Przeskaluj współrzędne w odpowiedziach, przepisując w całości wszystkie poniższe wiersze. Każdą współrzędną pomnóż przez 0,85 i zaokrąglij do liczby całkowitej, przy czym połówki zaokrąglaj w górę.
# # # # # # #
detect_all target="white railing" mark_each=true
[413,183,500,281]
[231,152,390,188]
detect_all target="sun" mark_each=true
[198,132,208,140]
# # # # # # #
Rozwiązanie ćwiczenia →
detect_all target="white railing" mark_each=true
[351,156,425,239]
[196,129,332,160]
detect_all target="sun" mark_each=true
[168,112,177,119]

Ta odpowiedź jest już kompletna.